§ **WHAT TO WORK ON**: Below is a block of records: output all of them exactly and leave out the pictures.

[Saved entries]
* START *

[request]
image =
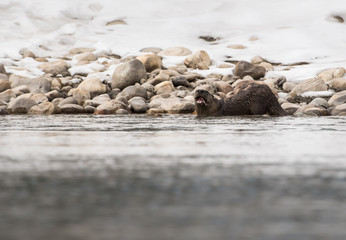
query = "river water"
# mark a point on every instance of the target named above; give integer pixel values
(172, 177)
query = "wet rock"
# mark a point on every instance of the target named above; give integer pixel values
(164, 88)
(244, 68)
(134, 91)
(2, 69)
(339, 110)
(138, 105)
(267, 66)
(35, 85)
(151, 49)
(81, 50)
(309, 85)
(45, 108)
(198, 60)
(222, 86)
(86, 57)
(7, 95)
(53, 94)
(290, 108)
(71, 109)
(110, 107)
(39, 98)
(175, 51)
(80, 95)
(180, 81)
(332, 73)
(319, 102)
(20, 105)
(150, 61)
(128, 74)
(3, 111)
(94, 86)
(55, 68)
(172, 105)
(4, 85)
(337, 99)
(338, 84)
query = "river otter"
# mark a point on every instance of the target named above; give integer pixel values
(246, 99)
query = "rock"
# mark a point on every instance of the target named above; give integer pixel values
(338, 99)
(128, 74)
(110, 107)
(2, 69)
(150, 61)
(338, 84)
(35, 85)
(290, 108)
(71, 109)
(180, 81)
(86, 57)
(222, 86)
(267, 66)
(257, 60)
(80, 95)
(4, 85)
(81, 50)
(172, 105)
(39, 98)
(3, 111)
(288, 86)
(164, 88)
(20, 105)
(45, 108)
(332, 73)
(151, 49)
(53, 94)
(69, 100)
(138, 105)
(309, 85)
(244, 68)
(339, 110)
(198, 60)
(55, 68)
(175, 51)
(319, 102)
(94, 86)
(7, 95)
(134, 91)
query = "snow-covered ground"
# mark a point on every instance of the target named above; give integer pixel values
(285, 31)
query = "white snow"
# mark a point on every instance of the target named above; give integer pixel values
(287, 31)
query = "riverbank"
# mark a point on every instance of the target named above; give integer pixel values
(83, 81)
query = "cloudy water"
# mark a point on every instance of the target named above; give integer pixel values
(172, 177)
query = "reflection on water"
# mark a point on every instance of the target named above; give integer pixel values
(172, 177)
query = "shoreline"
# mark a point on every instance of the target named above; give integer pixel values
(83, 82)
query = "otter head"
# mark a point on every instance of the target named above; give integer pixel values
(205, 103)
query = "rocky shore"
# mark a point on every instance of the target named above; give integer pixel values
(84, 82)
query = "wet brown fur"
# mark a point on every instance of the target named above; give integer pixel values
(248, 98)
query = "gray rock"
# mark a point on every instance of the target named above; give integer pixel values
(134, 91)
(71, 109)
(45, 108)
(4, 85)
(128, 74)
(138, 105)
(7, 95)
(338, 99)
(339, 110)
(244, 68)
(35, 85)
(20, 105)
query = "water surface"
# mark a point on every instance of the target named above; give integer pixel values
(172, 177)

* END *

§ **IN RESPONSE**:
[request]
image =
query = "river water"
# mark a point on every instance of the target named above; give integer pixel values
(172, 177)
query = "wet rock"
# mark a point on every instance of the target named above; give integer pixel values
(164, 88)
(244, 68)
(134, 91)
(2, 69)
(339, 110)
(138, 105)
(267, 66)
(35, 85)
(151, 49)
(81, 50)
(309, 85)
(45, 108)
(198, 60)
(222, 86)
(86, 57)
(7, 95)
(53, 94)
(290, 108)
(71, 109)
(110, 107)
(39, 98)
(175, 51)
(80, 95)
(180, 81)
(332, 73)
(319, 102)
(20, 105)
(150, 61)
(128, 74)
(3, 111)
(94, 86)
(55, 68)
(172, 105)
(4, 85)
(337, 99)
(338, 84)
query = "river otter"
# mark a point on every instance of the target named above; give integer pixel values
(246, 99)
query = "rock"
# mark a point on every instance of the target named above; give integer pixel values
(338, 99)
(128, 74)
(110, 107)
(2, 69)
(150, 61)
(338, 84)
(35, 85)
(290, 108)
(71, 109)
(180, 81)
(86, 57)
(222, 86)
(267, 66)
(257, 60)
(80, 95)
(4, 85)
(81, 50)
(172, 105)
(39, 98)
(3, 111)
(288, 86)
(164, 88)
(20, 105)
(45, 108)
(332, 73)
(151, 49)
(53, 94)
(69, 100)
(138, 105)
(309, 85)
(244, 68)
(339, 110)
(198, 60)
(55, 68)
(175, 51)
(319, 102)
(94, 86)
(7, 95)
(134, 91)
query = "snow-covered ground"
# mark a point on every instance of the target named above; give integer pixel values
(285, 31)
query = "white snow"
# mark a point on every instance of the target named above; give integer pixel values
(287, 31)
query = "riverbank"
# mark a point on every instance of the target named above; give integer pixel values
(83, 81)
query = "cloudy water"
# mark a point on every instance of the target named above; give integer pixel values
(172, 177)
query = "reflection on water"
# mark a point on every instance of the target named above; give integer pixel values
(172, 177)
query = "shoreline"
# mark a point on every instance of the target named above; give integer pixel values
(83, 82)
query = "otter head"
# mark a point on every instance of the target named above; give integer pixel values
(205, 103)
query = "rocky shore"
# mark a point on every instance of the target named above; give integer pixel values
(84, 82)
query = "wet brown fur"
# mark a point on every instance of the target named above; give integer pixel values
(248, 98)
query = "gray rock"
# mark a point on every instance of the target named above; give integer pixel values
(134, 91)
(71, 109)
(45, 108)
(4, 85)
(128, 74)
(138, 105)
(7, 95)
(338, 99)
(339, 110)
(244, 68)
(35, 85)
(20, 105)
query = "water surface"
# mark a point on every instance of the target named above; give integer pixel values
(172, 177)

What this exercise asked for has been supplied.